* [AUSGEWÄHLTER AUSZUG]:
┄┄┄┄┄┄┄┄┄┄┄┄┄┄┄┄┄┄┄┄

Bavaria 37 Cruiser

Handling, Ideen, Qualität

Als ich vor ca. 27 Jahren meine erste Bavaria (eine 430)  gesegelt habe, hat sie den Ruf einer typischen Charteryacht gehabt. Ja, was soll ich sagen, bei mir hat sich dieser Ruf auch verfestigt. Vielleicht ist das bei vielen so und eventuell ist das mit ein Grund warum Bavaria in der derzeitigen Schieflage ist. Wollen wir mal hoffen, dass die Werft ein zweites mal mit einem blauen Auge davon kommt.

Bavaria Cruiser 37 Bj. 2016
Bavaria Cruiser 37 von First Class Sailing Kroatien

Jetzt war ich mal wieder für eine Woche mit einer Bavaria unterwegs. Dafür gab es einen bestimmten Grund. Mein Bruder wollte sich dieses Schiff einmal genauer ansehen, hat selbst aber keine Segelerfahrung. Er möchte den Umgang mit einem Segelboot erlernen. Da trifft es sich gut, dass ihm die Bavaria 37 Cruiser aus so ganz gut gefällt.

Bavaria 37 Cruiser – Außen

Unsere Bavaria 37 Cruiser ist die Version mit Rollgroß und Genua. Klassische Bedienung für das Vorsegel über Genuawinschen und das inzwischen übliche German-Sheet-System für die Großschoot. Ich bin noch immer kein Fan der Rollanlage am Mast, mag es eher klassisch mit gelattetem Großsegel. Doppelte Steuerräder sehr weit achtern und eine große Badeplattform, die beim Segeln als Sitzbank dient. Motorsteuerung wie so oft sehr tief angebracht. Schaltung funktioniert ohne zu hacken. Trotzdem fummelig.

Bavaria 37 Cruiser

Alle Deckslucken sind „flush“ verbaut, Laufdeck ist mit Teak belegt. Außerdem automatische Zwangslüfter. Eine Sprayhood und ein  verstellbares Bimini sind vorhanden. Das Bimini macht aber den Eindruck als gehöre es auf ein größeres Schiff. Ein sehr großer Cockpittisch mit einen recht großen Fach versperrt leider den Weg durch das Cockpit. Da das Schiff einen, für heutige Yachten, recht schlanken Hintern hat wäre entweder ein einziger Steuerstand oder ein etwas schmalerer Tisch ausreichend gewesen. Irgendwie unstimmig.

Der Rumpf ist, wie bereits erwähnt, achtern nicht sehr breit. Rundspant, keine Kimmkanten, nichts modernes aus der Regattawelt. Ein tiefer Kiel und ein tiefes Ruderblatt. Das sieht bei den Franzosen in der Größe (Jeanneau 389, Oceanis 38) ganz anders aus. Die Badeplattform ist groß und hat eine sehr gute robuste Einsteckleiter, die allerdings in der Backskiste verstaut werden muss. Aber dort hat sie ein festen Platz.

┄┄┄┄┄┄┄┄┄┄┄┄┄┄┄┄┄┄┄┄

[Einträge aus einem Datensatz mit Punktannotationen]
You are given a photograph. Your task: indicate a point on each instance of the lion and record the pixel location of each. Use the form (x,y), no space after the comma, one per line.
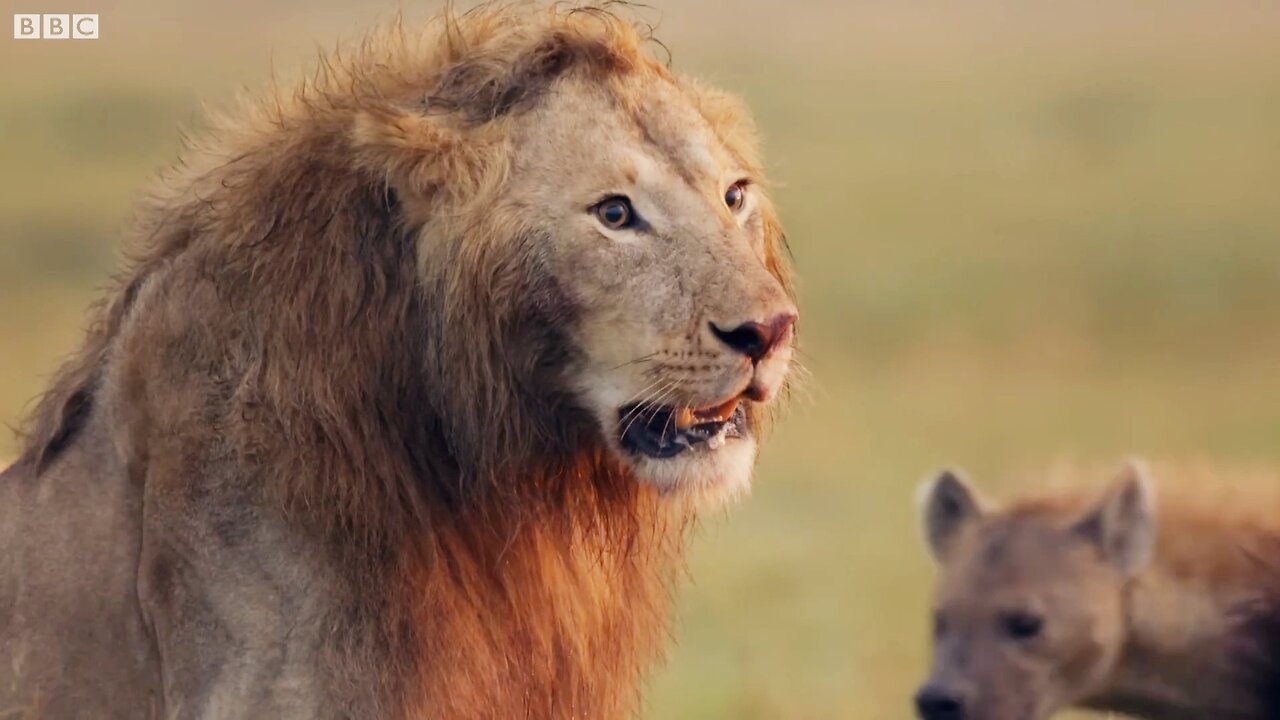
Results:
(1106,600)
(410,392)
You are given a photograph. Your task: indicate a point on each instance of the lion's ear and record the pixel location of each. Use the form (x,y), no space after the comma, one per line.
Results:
(421,153)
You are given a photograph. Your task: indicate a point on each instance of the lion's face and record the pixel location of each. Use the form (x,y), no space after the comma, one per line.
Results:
(657,235)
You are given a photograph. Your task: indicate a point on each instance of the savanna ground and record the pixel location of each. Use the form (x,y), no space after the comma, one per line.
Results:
(1024,232)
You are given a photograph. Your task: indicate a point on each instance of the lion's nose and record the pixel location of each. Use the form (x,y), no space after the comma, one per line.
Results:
(938,703)
(757,340)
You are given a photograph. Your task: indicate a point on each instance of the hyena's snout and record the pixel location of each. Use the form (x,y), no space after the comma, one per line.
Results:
(940,702)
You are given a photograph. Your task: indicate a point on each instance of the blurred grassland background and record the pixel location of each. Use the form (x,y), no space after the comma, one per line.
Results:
(1024,231)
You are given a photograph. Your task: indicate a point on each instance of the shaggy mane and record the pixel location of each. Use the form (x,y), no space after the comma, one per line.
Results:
(496,554)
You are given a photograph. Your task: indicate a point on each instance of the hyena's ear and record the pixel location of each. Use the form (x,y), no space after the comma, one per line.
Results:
(946,506)
(1123,525)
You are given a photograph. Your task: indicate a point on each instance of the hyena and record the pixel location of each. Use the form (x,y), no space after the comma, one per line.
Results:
(1072,600)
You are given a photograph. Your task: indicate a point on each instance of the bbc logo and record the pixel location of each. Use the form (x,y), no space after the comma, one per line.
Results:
(51,26)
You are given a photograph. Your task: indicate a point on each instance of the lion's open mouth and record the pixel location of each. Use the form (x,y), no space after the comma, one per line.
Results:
(666,432)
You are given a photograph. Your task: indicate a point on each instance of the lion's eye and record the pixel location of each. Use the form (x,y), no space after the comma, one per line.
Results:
(1020,625)
(736,196)
(615,213)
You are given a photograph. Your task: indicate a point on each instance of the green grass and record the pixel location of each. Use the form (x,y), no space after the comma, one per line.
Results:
(1019,237)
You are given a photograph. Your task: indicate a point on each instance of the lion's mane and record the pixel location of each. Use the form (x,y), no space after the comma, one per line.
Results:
(496,561)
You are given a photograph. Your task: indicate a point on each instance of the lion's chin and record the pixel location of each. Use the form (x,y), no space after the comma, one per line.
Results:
(704,474)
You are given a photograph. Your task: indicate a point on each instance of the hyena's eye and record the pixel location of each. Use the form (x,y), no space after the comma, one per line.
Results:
(1020,625)
(735,197)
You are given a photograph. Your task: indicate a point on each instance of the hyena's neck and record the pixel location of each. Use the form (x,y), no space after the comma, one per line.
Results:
(1200,643)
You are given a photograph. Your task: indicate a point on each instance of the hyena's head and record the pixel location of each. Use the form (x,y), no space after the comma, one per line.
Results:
(1029,602)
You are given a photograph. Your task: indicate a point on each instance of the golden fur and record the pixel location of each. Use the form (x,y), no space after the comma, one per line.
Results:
(297,323)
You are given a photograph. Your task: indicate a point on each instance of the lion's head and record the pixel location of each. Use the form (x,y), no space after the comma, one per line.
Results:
(611,214)
(446,314)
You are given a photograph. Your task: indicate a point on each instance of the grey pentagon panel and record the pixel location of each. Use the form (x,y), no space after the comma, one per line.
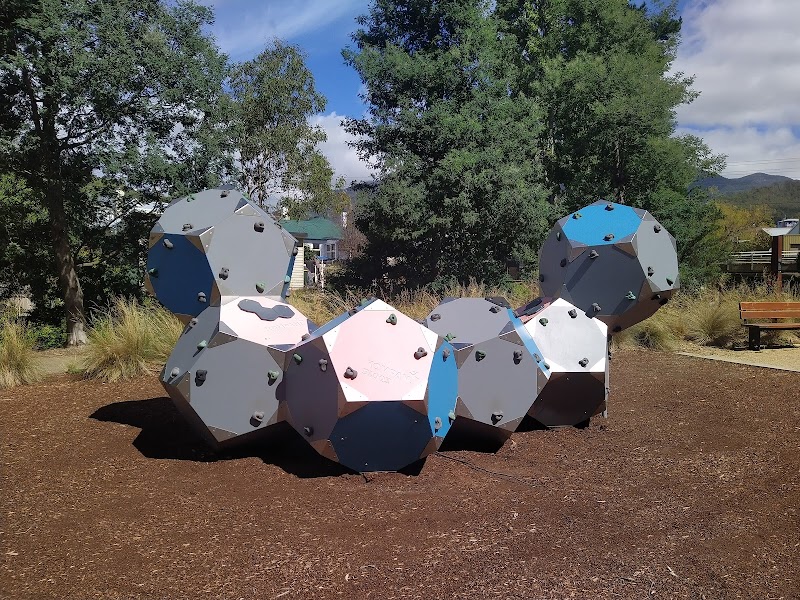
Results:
(373,389)
(500,370)
(226,373)
(575,351)
(611,261)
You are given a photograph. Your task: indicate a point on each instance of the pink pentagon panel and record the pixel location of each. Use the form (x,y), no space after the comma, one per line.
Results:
(248,325)
(385,357)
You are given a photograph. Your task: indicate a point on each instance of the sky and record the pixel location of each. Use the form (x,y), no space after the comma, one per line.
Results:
(743,54)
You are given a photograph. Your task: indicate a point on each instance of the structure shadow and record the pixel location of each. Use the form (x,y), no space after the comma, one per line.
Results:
(165,435)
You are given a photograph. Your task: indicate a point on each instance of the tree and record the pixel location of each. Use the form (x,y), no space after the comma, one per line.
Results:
(273,97)
(458,191)
(127,94)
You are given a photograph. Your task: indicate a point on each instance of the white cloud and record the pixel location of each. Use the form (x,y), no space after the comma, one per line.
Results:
(244,27)
(344,159)
(745,55)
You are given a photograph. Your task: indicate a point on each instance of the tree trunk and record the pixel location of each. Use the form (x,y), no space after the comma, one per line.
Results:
(67,276)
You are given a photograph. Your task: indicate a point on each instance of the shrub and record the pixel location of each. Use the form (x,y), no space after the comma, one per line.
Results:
(129,339)
(17,356)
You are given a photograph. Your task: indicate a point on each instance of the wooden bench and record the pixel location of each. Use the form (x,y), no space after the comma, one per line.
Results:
(768,310)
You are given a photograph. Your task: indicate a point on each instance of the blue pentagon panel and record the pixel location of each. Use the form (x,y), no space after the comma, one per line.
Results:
(442,390)
(381,436)
(600,223)
(179,275)
(200,210)
(248,255)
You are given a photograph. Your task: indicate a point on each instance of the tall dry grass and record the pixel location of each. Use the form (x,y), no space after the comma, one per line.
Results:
(130,339)
(17,354)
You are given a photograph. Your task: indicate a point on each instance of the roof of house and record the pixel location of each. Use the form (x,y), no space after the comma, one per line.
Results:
(318,228)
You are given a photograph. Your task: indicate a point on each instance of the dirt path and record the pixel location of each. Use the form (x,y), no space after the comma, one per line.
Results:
(690,489)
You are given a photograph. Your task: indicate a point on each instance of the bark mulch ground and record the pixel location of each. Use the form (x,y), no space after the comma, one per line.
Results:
(690,489)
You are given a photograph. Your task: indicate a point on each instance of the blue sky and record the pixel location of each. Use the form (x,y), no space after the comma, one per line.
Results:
(744,54)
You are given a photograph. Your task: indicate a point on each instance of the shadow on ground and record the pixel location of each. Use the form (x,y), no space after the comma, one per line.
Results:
(165,435)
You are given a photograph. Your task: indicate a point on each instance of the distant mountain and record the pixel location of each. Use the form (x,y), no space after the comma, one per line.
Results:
(725,186)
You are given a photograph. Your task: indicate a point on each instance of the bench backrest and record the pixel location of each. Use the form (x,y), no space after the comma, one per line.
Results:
(769,310)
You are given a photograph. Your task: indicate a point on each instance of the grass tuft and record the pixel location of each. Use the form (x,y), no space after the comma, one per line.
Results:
(17,355)
(130,339)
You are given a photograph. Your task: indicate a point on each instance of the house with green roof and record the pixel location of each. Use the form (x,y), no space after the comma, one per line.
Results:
(320,234)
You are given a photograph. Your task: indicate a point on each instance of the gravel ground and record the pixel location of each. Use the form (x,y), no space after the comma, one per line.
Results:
(690,489)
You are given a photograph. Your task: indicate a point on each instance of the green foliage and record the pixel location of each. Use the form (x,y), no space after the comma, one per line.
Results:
(480,112)
(130,339)
(273,97)
(17,356)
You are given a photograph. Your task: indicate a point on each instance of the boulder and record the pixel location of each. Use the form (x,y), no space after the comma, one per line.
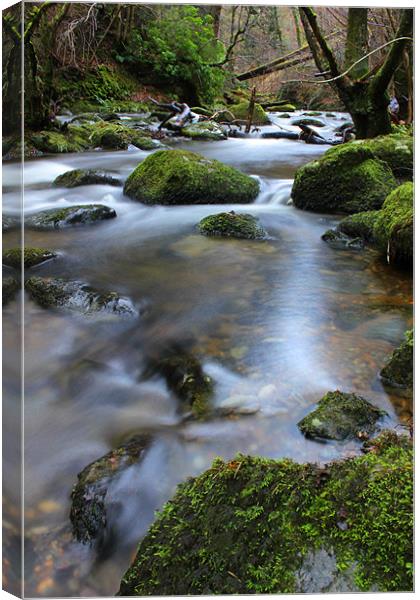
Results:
(398,371)
(252,525)
(232,224)
(58,218)
(346,179)
(88,513)
(31,257)
(340,416)
(182,177)
(77,296)
(78,177)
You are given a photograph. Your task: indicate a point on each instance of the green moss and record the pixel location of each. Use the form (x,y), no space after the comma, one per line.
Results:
(31,257)
(244,526)
(339,416)
(394,224)
(347,179)
(182,177)
(394,149)
(240,111)
(232,225)
(399,369)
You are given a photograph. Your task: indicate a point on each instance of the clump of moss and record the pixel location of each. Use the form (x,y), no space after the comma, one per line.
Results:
(31,257)
(77,177)
(246,525)
(57,218)
(339,416)
(347,179)
(232,225)
(399,369)
(182,177)
(394,224)
(240,111)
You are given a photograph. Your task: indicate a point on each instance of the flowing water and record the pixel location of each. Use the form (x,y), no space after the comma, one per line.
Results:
(277,323)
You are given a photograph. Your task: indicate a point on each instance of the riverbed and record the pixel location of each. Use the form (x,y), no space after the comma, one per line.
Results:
(276,323)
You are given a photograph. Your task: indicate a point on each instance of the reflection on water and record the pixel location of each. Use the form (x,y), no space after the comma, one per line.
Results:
(277,323)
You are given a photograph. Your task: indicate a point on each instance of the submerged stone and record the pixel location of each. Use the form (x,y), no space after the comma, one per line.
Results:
(339,416)
(399,369)
(346,179)
(182,177)
(77,177)
(253,525)
(232,224)
(88,513)
(57,218)
(31,257)
(77,296)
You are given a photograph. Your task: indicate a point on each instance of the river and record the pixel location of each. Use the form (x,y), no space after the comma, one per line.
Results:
(277,323)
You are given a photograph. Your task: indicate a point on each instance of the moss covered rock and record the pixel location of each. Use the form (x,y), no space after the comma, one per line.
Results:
(182,177)
(232,225)
(85,177)
(76,296)
(339,416)
(88,513)
(240,111)
(394,149)
(10,288)
(393,229)
(84,214)
(347,179)
(399,369)
(248,525)
(204,130)
(31,257)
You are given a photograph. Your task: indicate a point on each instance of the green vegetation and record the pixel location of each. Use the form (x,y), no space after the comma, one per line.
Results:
(182,177)
(245,526)
(232,225)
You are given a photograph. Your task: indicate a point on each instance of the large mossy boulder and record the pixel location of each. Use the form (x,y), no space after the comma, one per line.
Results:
(249,526)
(396,150)
(182,177)
(232,224)
(339,416)
(78,177)
(347,179)
(58,218)
(240,112)
(88,513)
(77,296)
(204,130)
(31,257)
(394,225)
(398,371)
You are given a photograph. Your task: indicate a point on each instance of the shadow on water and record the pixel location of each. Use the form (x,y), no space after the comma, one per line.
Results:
(276,323)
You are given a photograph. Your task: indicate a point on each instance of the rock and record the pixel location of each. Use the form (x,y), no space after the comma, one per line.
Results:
(77,296)
(10,288)
(58,218)
(253,525)
(339,416)
(31,257)
(77,177)
(398,371)
(396,150)
(232,225)
(182,177)
(347,179)
(88,513)
(204,130)
(240,112)
(394,225)
(307,121)
(184,376)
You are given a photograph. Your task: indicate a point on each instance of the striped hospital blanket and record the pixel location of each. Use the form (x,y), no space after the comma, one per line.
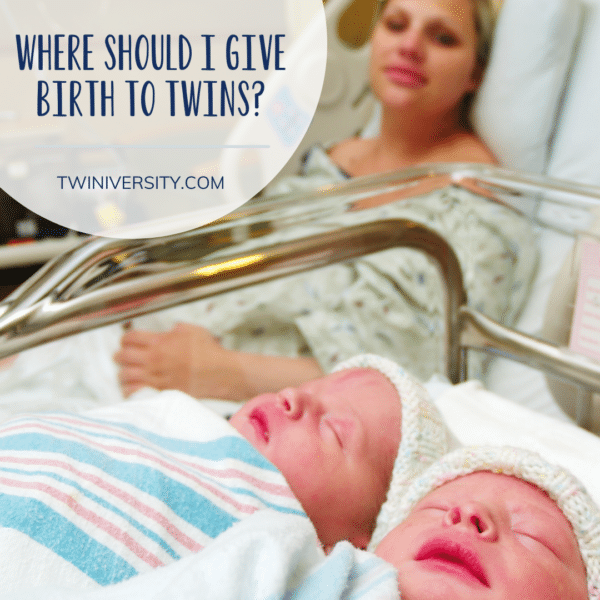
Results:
(106,495)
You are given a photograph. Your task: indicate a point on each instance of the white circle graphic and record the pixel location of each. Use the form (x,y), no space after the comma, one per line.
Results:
(137,119)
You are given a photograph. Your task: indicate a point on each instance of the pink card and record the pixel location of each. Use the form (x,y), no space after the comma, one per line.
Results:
(585,330)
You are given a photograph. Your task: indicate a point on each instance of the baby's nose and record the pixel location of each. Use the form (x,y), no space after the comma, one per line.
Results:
(474,517)
(293,402)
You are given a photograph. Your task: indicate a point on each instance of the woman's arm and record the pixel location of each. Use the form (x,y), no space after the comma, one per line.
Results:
(189,358)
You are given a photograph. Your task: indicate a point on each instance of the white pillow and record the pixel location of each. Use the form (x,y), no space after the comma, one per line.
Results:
(576,150)
(478,417)
(517,103)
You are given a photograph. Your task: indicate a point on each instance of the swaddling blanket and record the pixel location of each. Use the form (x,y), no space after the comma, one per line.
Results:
(268,556)
(97,498)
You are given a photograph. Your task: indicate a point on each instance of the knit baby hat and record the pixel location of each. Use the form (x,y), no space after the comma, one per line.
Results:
(560,485)
(424,435)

┄┄┄┄┄┄┄┄┄┄┄┄┄┄┄┄┄┄┄┄

* [AUFGABEN]:
[1] Gib den Abschnitt des Berichts zur Bavaria 37 Cruiser zwischen „Jetzt war ich“ und „ganz gut gefällt.“ einschließlich erneut wieder und tausche dabei „Bruder“ gegen „Schwager“.
[2] Führe den Bericht zur Bavaria 37 Cruiser im Anschluss an seinen letzten Satz fort.
Die Zeilen braucht man für die Bearbeitung nicht.

* [ANTWORTEN JE AUFGABE]:
[1]
Jetzt war ich mal wieder für eine Woche mit einer Bavaria unterwegs. Dafür gab es einen bestimmten Grund. Mein Schwager wollte sich dieses Schiff einmal genauer ansehen, hat selbst aber keine Segelerfahrung. Er möchte den Umgang mit einem Segelboot erlernen. Da trifft es sich gut, dass ihm die Bavaria 37 Cruiser aus so ganz gut gefällt.

[2]
Über die Verarbeitung kann ich nicht viel sagen. Kein knarzen im Rumpf und stehenden Gut, Mast steht sauber, etwas wenig Spannung auf dem Achterstag. Das ist mit dem Achterstagspanner leicht zu korrigieren. Ich war mir bei der Wantenspannung leider auch nicht ganz sicher. Das ist aber Sache der Chartergesellschaft. Wäre es mein Schiff hätte ich die Spannung nachgemessen. Außerdem hat das Genuafall etwas nachgegeben. Der Block hat nicht ordentlich geschlossen. Das kann man alles leicht einstellen.

Die Blöcke waren von hoher Qualität und gut positioniert. Selbstholende Winschen links und rechts neben dem Niedergang. Der Niedergang war gut dimensioniert, die Türen sind zwar schön aber sicher nicht dicht wenn eine Welle hinten einsteigt. Alle Lucken schließen dicht und bringen sehr viel Licht in den Innenraum. Um mehr zu sagen hätte ich Zeit und Wind gebraucht.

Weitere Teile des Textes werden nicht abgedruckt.